*** Begin section ***
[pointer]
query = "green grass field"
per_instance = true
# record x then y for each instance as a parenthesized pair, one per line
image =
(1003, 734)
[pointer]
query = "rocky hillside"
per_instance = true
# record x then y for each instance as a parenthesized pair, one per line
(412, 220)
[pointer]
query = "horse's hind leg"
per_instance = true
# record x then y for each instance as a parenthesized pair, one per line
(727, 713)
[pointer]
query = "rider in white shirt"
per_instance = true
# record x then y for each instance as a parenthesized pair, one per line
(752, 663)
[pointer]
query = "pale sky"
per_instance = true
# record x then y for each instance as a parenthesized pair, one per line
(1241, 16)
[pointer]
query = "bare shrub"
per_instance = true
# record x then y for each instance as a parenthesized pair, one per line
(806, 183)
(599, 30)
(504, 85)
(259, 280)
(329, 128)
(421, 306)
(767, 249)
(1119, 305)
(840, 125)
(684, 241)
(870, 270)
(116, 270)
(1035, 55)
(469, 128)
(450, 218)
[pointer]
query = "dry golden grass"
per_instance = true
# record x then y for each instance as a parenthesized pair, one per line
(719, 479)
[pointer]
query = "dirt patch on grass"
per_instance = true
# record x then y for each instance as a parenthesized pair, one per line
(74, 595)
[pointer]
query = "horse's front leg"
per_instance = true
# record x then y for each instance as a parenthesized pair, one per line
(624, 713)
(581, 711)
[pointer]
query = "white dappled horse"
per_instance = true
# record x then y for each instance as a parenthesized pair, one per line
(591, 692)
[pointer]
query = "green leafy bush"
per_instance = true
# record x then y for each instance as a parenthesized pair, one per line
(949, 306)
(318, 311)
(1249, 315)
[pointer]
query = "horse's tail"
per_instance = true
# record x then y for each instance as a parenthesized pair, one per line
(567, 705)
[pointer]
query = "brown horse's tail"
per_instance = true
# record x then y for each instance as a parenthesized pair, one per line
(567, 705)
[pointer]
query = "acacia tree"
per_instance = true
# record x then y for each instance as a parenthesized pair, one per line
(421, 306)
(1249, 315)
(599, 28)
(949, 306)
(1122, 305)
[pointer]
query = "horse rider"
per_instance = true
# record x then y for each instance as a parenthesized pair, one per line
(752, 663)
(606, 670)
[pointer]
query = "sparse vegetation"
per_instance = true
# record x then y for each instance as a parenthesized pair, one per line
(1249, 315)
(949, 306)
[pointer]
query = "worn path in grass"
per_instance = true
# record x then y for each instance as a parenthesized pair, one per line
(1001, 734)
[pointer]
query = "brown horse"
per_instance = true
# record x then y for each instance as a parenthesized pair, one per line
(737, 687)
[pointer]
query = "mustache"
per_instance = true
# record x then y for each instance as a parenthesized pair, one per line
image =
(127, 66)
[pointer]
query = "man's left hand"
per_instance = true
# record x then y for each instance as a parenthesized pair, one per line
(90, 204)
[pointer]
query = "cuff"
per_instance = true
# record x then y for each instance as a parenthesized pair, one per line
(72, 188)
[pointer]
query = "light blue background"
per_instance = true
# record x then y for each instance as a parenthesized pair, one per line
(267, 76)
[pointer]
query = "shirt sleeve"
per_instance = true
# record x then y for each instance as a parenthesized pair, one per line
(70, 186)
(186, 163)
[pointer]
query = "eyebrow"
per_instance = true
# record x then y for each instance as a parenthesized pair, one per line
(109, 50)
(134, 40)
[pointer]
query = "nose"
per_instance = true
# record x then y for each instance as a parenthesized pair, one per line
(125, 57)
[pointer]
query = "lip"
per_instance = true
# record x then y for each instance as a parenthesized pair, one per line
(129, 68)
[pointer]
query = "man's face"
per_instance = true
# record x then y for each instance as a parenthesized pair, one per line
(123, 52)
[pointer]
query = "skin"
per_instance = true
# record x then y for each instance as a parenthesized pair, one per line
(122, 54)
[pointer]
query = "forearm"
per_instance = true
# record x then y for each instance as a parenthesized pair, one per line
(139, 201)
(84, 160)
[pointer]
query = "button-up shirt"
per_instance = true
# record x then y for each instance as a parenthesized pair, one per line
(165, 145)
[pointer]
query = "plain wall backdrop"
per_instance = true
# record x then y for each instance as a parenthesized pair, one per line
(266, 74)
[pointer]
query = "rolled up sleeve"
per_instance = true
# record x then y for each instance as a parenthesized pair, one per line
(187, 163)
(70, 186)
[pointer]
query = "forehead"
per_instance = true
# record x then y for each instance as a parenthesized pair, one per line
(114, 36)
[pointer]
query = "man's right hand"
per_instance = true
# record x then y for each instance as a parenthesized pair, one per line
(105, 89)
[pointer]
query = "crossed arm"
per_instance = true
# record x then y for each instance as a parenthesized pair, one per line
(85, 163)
*** End section ***
§ Exercise goal
What's needed is every entry, returned word for word.

§ Written reply
[pointer]
query = "green grass field"
per_instance = true
# record x then y for each instance as a parenthesized pair, one per line
image =
(1003, 734)
[pointer]
query = "rocky hillside"
per_instance = true
# record x then y for each instance as a parenthesized pair, one per line
(412, 220)
[pointer]
query = "horse's hind leg"
per_instance = true
# record x then y for each instance as a parenthesized pair, one per line
(727, 713)
[pointer]
query = "rider in white shirt"
per_instance = true
# record x then y for each instance as a parenthesized pair, one per line
(752, 663)
[pointer]
query = "pale sky"
per_instance = true
# record x then y for each instance as a parenthesized pair, one per line
(1241, 16)
[pointer]
query = "bare shrub"
per_instance = true
# record x then y for each instance as a parenthesized pair, one per line
(806, 183)
(599, 30)
(504, 85)
(259, 280)
(329, 128)
(421, 306)
(767, 249)
(1119, 305)
(840, 125)
(684, 241)
(870, 270)
(116, 270)
(1035, 55)
(469, 128)
(450, 218)
[pointer]
query = "dry golden grass"
per_instance = true
# record x then y for each instance as a parenthesized pair, one per line
(719, 479)
[pointer]
query = "dirt patch on grass"
per_instance = true
# record x then y for each instance as a parenthesized pair, one per line
(74, 595)
[pointer]
query = "horse's front leg"
per_instance = true
# record x then y for each instance as a parenthesized pair, one per line
(624, 713)
(581, 711)
[pointer]
query = "white dappled horse"
per_instance = true
# record x then y for each instance as a parenthesized pair, one per line
(591, 692)
[pointer]
query = "green leafy bush"
per_instance = true
# record x then y for each instance as a parenthesized pair, one per line
(949, 306)
(318, 311)
(1249, 315)
[pointer]
query = "horse's tail"
per_instance = true
# record x then y for each instance as a parenthesized pair, one per line
(567, 705)
[pointer]
query = "brown horse's tail"
per_instance = true
# record x then y for each instance as a parenthesized pair, one per line
(567, 705)
[pointer]
query = "acacia tree"
per_instance = true
# record x then y for each instance as a parenthesized pair, one per line
(421, 306)
(1249, 315)
(599, 28)
(949, 306)
(1122, 305)
[pointer]
query = "horse rider"
per_instance = true
# record x then y for each instance as a parenthesized pair, one per line
(752, 663)
(606, 670)
[pointer]
query = "sparse vegetation"
per_instance = true
# record x then y for each instance as a parenthesized pair, one per line
(1249, 315)
(949, 306)
[pointer]
query = "worn path in grass"
per_instance = true
# record x then y for each instance as a parenthesized pair, one per line
(1001, 734)
[pointer]
query = "brown horse"
per_instance = true
# record x then y for each instance as a parenthesized pair, one per line
(737, 687)
[pointer]
query = "mustache"
per_instance = true
# record x then y for each instance as a parenthesized pair, one per line
image =
(127, 66)
[pointer]
query = "man's left hand"
per_instance = true
# record x then y for each instance as a parenthesized pair, one per line
(90, 204)
[pointer]
query = "cuff"
per_instance = true
# record x then y for each instance as a parenthesized pair, one per line
(72, 188)
[pointer]
query = "light blue background"
per_instance = true
# record x then y for each instance as a parenthesized pair, one per line
(267, 76)
[pointer]
query = "shirt sleeve"
per_instance = true
# record x then y for each instance as a parenthesized pair, one per line
(70, 186)
(186, 163)
[pointer]
query = "eyebrow"
per_instance = true
# record x then y for each instance as a parenthesized pair, one per line
(109, 50)
(134, 40)
[pointer]
query = "nose"
per_instance = true
# record x then y for each instance as a parenthesized pair, one per line
(125, 57)
[pointer]
query = "lip"
per_instance = true
# record x then y for each instance as a parenthesized pair, one per line
(129, 68)
[pointer]
query = "man's face"
per_instance = true
# record x then y for each instance as a parenthesized pair, one per line
(123, 52)
[pointer]
query = "skin"
per_instance = true
# record x then y for each instance as a parenthesized pair, one per line
(122, 54)
[pointer]
query = "forearm"
per_instance = true
# record x then y for each instance as a parenthesized pair, one per line
(139, 201)
(84, 160)
[pointer]
query = "button-up shirt"
per_instance = true
# record x then y for each instance as a parenthesized pair, one per line
(165, 145)
[pointer]
query = "plain wall backdrop"
per_instance = true
# record x then y for each instance as a parenthesized pair, one per line
(266, 74)
[pointer]
query = "rolled up sleeve"
per_instance = true
# record x then y for each instance as a parenthesized pair, one per line
(187, 163)
(70, 186)
[pointer]
query = "forehead"
per_instance = true
# record x then y for each instance as a parenthesized pair, one per line
(114, 36)
[pointer]
query = "man's right hand"
per_instance = true
# record x then y for each instance as a parenthesized pair, one per line
(105, 89)
[pointer]
query = "crossed arm"
per_instance = true
# record x then y for each instance as a parenthesized pair, one per line
(85, 163)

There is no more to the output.